• Task requirements
Exact retyping of the data: please keep every word and drop each picture.

***** Material supplied

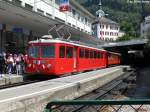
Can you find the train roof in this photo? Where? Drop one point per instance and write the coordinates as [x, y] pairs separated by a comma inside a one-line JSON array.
[[113, 52], [75, 43]]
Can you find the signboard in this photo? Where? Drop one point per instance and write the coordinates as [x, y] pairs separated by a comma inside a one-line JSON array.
[[64, 5]]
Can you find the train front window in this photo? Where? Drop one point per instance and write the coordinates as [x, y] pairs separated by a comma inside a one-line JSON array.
[[33, 51], [47, 51]]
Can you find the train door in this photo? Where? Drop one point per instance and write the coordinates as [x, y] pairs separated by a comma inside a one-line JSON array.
[[75, 57]]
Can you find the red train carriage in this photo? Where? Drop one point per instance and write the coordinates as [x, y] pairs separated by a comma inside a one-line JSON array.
[[57, 57], [113, 58]]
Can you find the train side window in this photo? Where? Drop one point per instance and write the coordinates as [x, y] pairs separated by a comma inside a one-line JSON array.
[[95, 54], [98, 55], [81, 54], [48, 51], [69, 52], [91, 54], [102, 54], [61, 51], [86, 53]]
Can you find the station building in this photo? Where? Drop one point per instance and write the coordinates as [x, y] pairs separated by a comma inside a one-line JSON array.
[[25, 20], [106, 29]]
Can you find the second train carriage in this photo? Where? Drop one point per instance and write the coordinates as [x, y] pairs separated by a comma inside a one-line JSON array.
[[113, 58], [57, 57]]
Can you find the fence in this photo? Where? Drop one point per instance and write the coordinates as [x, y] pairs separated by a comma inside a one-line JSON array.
[[141, 105]]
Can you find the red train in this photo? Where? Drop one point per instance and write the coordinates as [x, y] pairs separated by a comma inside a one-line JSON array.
[[57, 57]]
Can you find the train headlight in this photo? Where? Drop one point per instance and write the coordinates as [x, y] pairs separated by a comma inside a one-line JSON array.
[[48, 66]]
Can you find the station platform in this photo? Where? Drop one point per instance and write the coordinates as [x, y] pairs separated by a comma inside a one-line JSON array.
[[34, 97], [6, 79]]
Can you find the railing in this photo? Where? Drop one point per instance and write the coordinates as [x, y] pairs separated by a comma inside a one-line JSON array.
[[142, 105]]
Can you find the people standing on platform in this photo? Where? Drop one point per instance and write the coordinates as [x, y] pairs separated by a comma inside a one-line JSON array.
[[18, 65], [10, 62]]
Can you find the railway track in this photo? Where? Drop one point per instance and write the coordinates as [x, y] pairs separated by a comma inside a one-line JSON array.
[[17, 84], [108, 91]]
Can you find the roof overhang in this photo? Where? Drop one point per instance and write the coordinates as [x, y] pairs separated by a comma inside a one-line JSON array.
[[18, 16]]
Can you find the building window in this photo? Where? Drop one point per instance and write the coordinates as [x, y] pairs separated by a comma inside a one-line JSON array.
[[29, 7], [40, 11]]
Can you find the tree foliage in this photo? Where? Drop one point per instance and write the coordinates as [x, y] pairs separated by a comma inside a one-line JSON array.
[[128, 15]]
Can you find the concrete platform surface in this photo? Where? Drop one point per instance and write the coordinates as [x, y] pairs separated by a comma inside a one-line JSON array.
[[6, 79], [34, 97]]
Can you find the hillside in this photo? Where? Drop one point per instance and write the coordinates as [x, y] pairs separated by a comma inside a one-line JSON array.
[[128, 15]]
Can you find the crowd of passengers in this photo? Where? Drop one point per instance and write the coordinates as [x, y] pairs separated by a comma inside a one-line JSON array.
[[12, 63]]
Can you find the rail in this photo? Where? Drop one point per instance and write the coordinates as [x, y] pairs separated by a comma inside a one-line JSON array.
[[134, 105]]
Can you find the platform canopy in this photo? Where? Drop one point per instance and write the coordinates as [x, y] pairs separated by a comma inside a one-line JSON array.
[[21, 17]]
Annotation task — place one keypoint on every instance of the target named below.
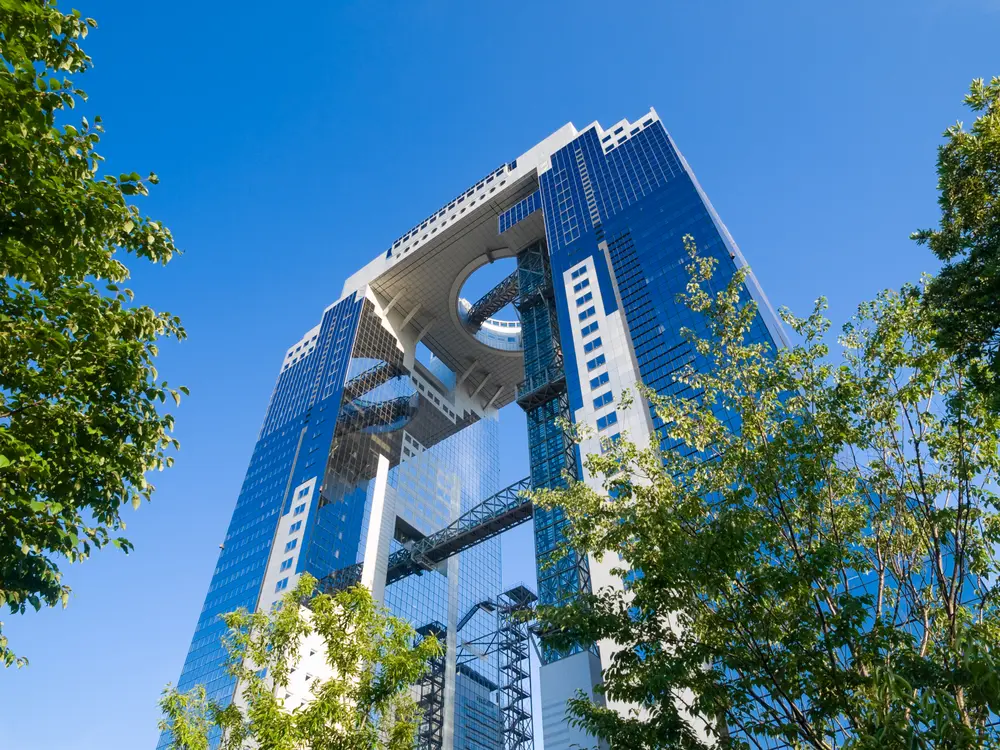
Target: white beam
(409, 316)
(467, 373)
(423, 331)
(494, 398)
(480, 386)
(392, 303)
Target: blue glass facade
(297, 428)
(362, 443)
(624, 202)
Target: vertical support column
(381, 524)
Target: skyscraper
(378, 457)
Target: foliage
(79, 426)
(966, 293)
(365, 704)
(815, 560)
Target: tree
(965, 293)
(365, 703)
(823, 573)
(79, 425)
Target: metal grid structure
(430, 694)
(513, 636)
(545, 399)
(496, 514)
(371, 379)
(493, 302)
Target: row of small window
(603, 400)
(598, 381)
(468, 193)
(607, 420)
(608, 441)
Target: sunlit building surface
(378, 460)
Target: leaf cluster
(364, 703)
(80, 424)
(964, 294)
(814, 563)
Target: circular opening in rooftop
(485, 306)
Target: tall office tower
(378, 457)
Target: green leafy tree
(822, 573)
(966, 293)
(79, 395)
(366, 703)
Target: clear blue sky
(296, 140)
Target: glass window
(598, 381)
(608, 441)
(603, 400)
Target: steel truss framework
(430, 694)
(493, 302)
(514, 608)
(504, 510)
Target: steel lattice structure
(493, 302)
(513, 634)
(504, 510)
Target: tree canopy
(965, 295)
(373, 659)
(816, 563)
(80, 424)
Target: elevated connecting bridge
(506, 509)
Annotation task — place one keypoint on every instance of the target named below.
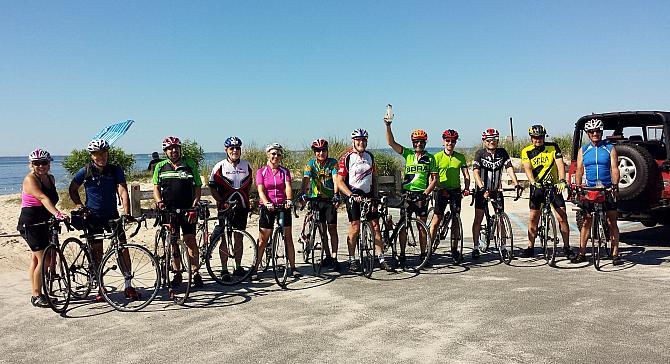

**********

• Answer for the task
Can you find the train roof in this photo? Where? Drop one point per instance and write the coordinates as [x, y] pairs separated by a comma inside a one-line JSON array.
[[113, 52], [75, 43]]
Can you find the signboard in this photo? Where? Drop one point per instance and write the coordinates as [x, y] pairs separated by a comma inside a one-line JSON array.
[[64, 5]]
Can you find the train front window in this photo? Where? Drop one point per instance and write the coordinates as [x, y] pairs separated by a comma inside a one-line JSON array.
[[33, 51], [47, 51]]
Can you find the train door in this photo? Where? Drop one point per instance and write the coordinates as [x, y] pairs separated by a comma inside a one-line JSON array.
[[75, 57]]
Can you find the red train carriage in this photo? Where? Drop one point per instance and write the coordinates as [x, y] pairs separated by a comma inside a one-line JSON array.
[[57, 57], [113, 58]]
Can you find the train side window in this photo? Where? Drop one point per instance and write the coordinates as [x, y] pairs separated by a comma inside a one-line JSON array.
[[95, 54], [98, 55], [81, 54], [48, 51], [69, 52], [91, 54], [102, 54], [61, 51], [86, 53]]
Can you find the station building in this photo? Where? Drop one point per instance and write the coordinates as [x, y] pairs separated by a comma inside a one-line JSON array.
[[25, 20], [106, 29]]
Can you find the second train carriage in this photo? Where? Drop one point per instance and write the coordinates as [x, y] pairs separated by a comma inside a one-line JSON array.
[[113, 58], [57, 57]]
Can you find the fence in this photo? Where? Drop one point per instance and write the coordinates as [x, y] pairs separated by a comma inside a one-line JSON array.
[[141, 105]]
Can you find the red train in this photo? Where? Drop one point per instance and write the coordinates as [x, y] pairs separated by a comma inside a one-line JSON array.
[[57, 57]]
Can you find the train headlight in this photo? Where? Drop one point per instance and write the coordinates as [x, y] pairs separated by a comma inside a one-line JSON array.
[[48, 66]]
Can you find the station platform in this photo? Where? Drop one point per instance and write the coordinates as [x, y] pairs separated by a comma inside a one-line JSON array.
[[34, 97], [6, 79]]
Can you find the railing in this photo? Where? Drop one point per instance and write the coordinates as [x, y] pairs separated by a comma inside a one-line JSON array.
[[142, 105]]
Can you find the people standing on platform in this photo? Where? Drop one point per instance and write the coordinates as [x, y] pairs separated by a comma inside a one-line JSON array.
[[18, 65], [10, 62]]
Can you find the railway track in this photo? Where? Drop one point per instance and write the coordinates as [x, y] pairs separated by a comma inside a one-line JSON array.
[[17, 84], [108, 91]]
Can you find the roof overhang in this photo? Where? Drop one point per instance and write the coordinates as [x, y] pairs separated by a comma inside a one-line JSON array.
[[18, 16]]
Can you find the building window in this photo? Where? Drop one point per instance and write the coordinates as [x, y] pairs separated by a comma inside a one-line JSON array.
[[29, 7], [40, 11]]
Can you find the tree foliage in this photo? Where? Drop one point per instance and write the coordinates as [x, y] pairs separated by a comma inside a one-line JSON array.
[[128, 15]]
Can you find the concrete platform surface in this photo? Where? Drop one point per instance and write the coordinates as [x, y] pairs separated by a comma inside a one-line JSON array.
[[6, 79], [34, 97]]
Can you find the hillside in this photo? Where? Drop one point per instance and write the coordinates as [x, y] pairs separated by a comma inside a one-line JSON array.
[[128, 15]]
Can you find the crowd of passengers in this photo? Where? Drop one point per instance and write the coordinates as [x, y] pairs separated by a comma inside a one-line JSON array.
[[12, 63]]
Can you find the rail in this photo? Where? Drop one point per instance and write the coordinates as [x, y] pairs separated by a comma inside a one-line JSON array.
[[134, 105]]
Can you find the platform canopy in this photo? Where? Drop one point per instance and write the coordinates as [x, y] pairs separated by a comma inside a one-line JSON array.
[[21, 17]]
Annotation task — place one keypoint on every instance of the target named below.
Target: white beam
(409, 316)
(467, 373)
(423, 331)
(494, 398)
(480, 386)
(392, 303)
Target: blue glass facade
(297, 428)
(362, 443)
(624, 202)
Target: vertical support column
(381, 524)
Target: skyscraper
(378, 457)
Target: foliage
(79, 426)
(966, 293)
(365, 704)
(815, 560)
Target: tree
(965, 293)
(365, 703)
(823, 573)
(79, 425)
Target: metal grid structure
(430, 694)
(513, 636)
(545, 399)
(496, 514)
(371, 379)
(493, 302)
Target: row of small window
(603, 400)
(598, 381)
(468, 193)
(607, 420)
(608, 441)
Target: sunlit building surface
(378, 460)
Target: leaf cluster
(364, 703)
(80, 424)
(964, 294)
(814, 563)
Target: circular opening in rooftop
(485, 306)
Target: tall office tower
(378, 457)
Target: green leafy tree
(822, 573)
(966, 293)
(79, 395)
(366, 703)
Target: clear blue sky
(296, 140)
Target: glass window
(598, 381)
(608, 441)
(603, 400)
Target: steel truss framework
(430, 694)
(493, 302)
(514, 608)
(504, 510)
Target: steel lattice structure
(493, 302)
(513, 634)
(504, 510)
Target: tree canopy
(965, 295)
(373, 659)
(816, 563)
(80, 424)
Target: elevated connecting bridge
(506, 509)
Annotation task — place one keypoint on every instance of the target named below.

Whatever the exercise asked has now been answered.